- Text passage:
## begin
Quintus Marcius Rex (consul 68 BC)

Quintus Marcius Rex was a consul of the Roman Republic.

He was the grandson of another Quintus Marcius Rex, the consul of 118 BC. One of his second cousins was the dictator Julius Caesar, the great-grandson of another Quintus Marcius Rex, the praetor in 144 BC who constructed the Aqua Marcia. He was elected consul for 68 BC with Lucius Caecilius Metellus. Caecilius Metellus died near the start of the year, and, although Servilius Vatia was elected to replace him, Vatia died before he could enter office and Marcius continued as sole consul.[1] Marcius went to serve in Cilicia as proconsul and, pressured by his brother-in-law, Publius Clodius, refused to help Lucius Licinius Lucullus. He gave up his province in 66 BC to comply with the lex Manilia that gave command of the provinces of the east to Gnaeus Pompeius Magnus.[2]

He was denied a triumph upon his return. He was still waiting outside the city for a triumph when the Catilinarian Conspiracy broke out in 63 BC. He was sent to watch the movements of Gaius Manlius, Catilina's general. He refused to listen to Manlius's offers of peace.
## end
Entries from a point annotation set
## begin
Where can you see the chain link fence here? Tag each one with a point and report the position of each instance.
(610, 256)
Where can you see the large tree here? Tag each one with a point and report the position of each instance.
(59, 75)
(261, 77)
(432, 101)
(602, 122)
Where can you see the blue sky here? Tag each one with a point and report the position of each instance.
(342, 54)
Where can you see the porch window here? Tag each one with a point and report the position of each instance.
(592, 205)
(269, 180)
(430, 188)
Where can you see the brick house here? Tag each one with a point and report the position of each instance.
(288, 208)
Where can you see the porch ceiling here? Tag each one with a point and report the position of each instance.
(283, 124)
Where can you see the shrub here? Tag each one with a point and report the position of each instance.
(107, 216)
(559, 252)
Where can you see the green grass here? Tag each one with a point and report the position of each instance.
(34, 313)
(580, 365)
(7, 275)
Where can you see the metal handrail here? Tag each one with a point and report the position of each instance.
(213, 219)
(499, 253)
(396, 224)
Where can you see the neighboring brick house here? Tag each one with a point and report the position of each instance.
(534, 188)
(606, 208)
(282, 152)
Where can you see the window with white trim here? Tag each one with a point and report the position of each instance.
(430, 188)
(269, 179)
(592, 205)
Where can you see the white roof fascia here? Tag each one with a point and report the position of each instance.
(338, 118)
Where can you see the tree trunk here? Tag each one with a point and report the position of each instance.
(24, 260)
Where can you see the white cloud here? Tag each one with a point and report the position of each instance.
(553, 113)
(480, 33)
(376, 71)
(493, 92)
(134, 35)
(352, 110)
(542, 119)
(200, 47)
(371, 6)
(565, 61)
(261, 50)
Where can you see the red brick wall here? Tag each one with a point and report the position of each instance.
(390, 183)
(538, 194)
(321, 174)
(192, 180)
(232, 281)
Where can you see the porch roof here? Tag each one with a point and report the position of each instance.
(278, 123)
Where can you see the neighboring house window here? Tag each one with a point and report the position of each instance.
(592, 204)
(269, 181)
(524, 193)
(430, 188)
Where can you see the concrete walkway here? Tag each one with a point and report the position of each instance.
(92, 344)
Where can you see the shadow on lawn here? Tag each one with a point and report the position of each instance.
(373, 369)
## end
- To do:
a – According to the passage on Quintus Marcius Rex, which law led him to give up his province in 66 BC?
b – Write out the records from the line containing "Where can you see the white cloud" through the end of the records, keeping every line unchanged.

- Complete answers:
a – The lex Manilia.

b –
Where can you see the white cloud here? Tag each one with a point and report the position of each instance.
(553, 113)
(480, 33)
(376, 71)
(493, 92)
(134, 35)
(352, 110)
(542, 119)
(200, 47)
(371, 6)
(565, 61)
(261, 50)
Where can you see the red brick wall here? Tag each one with a point and report the position of each instance.
(390, 183)
(538, 194)
(321, 174)
(192, 180)
(232, 281)
Where can you see the porch roof here? Tag each one with a point and report the position of each instance.
(278, 123)
Where can you see the neighboring house window here? Tag each one with a point and report the position of each instance.
(592, 204)
(269, 181)
(524, 193)
(430, 188)
Where can you see the concrete walkway here? Tag each one with a point and report the position of each instance.
(92, 344)
Where can you see the shadow on lawn here? Tag each one with a point and report the position of each instance.
(373, 369)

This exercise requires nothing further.